### Task requirements
Exclude the pictures and return every line exactly as written.

### Given data
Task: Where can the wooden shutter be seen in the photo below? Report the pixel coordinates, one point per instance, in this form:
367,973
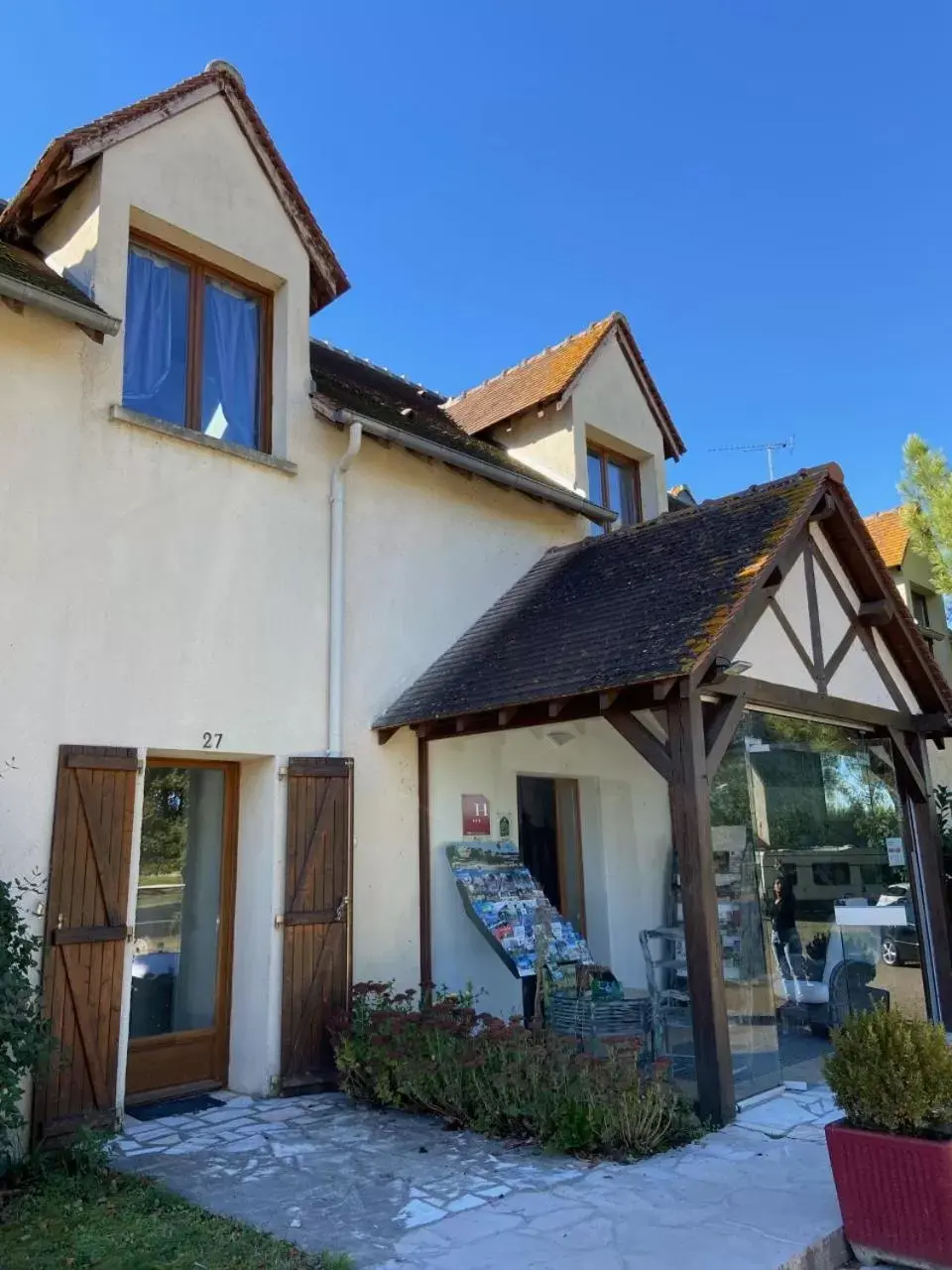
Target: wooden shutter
85,938
316,962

### Worked answer
Task: Where can the wooden shutter be seen in the photo below? Report the pixel coordinates, one point per instance, in this form:
367,973
Target: wooden shutter
85,938
316,962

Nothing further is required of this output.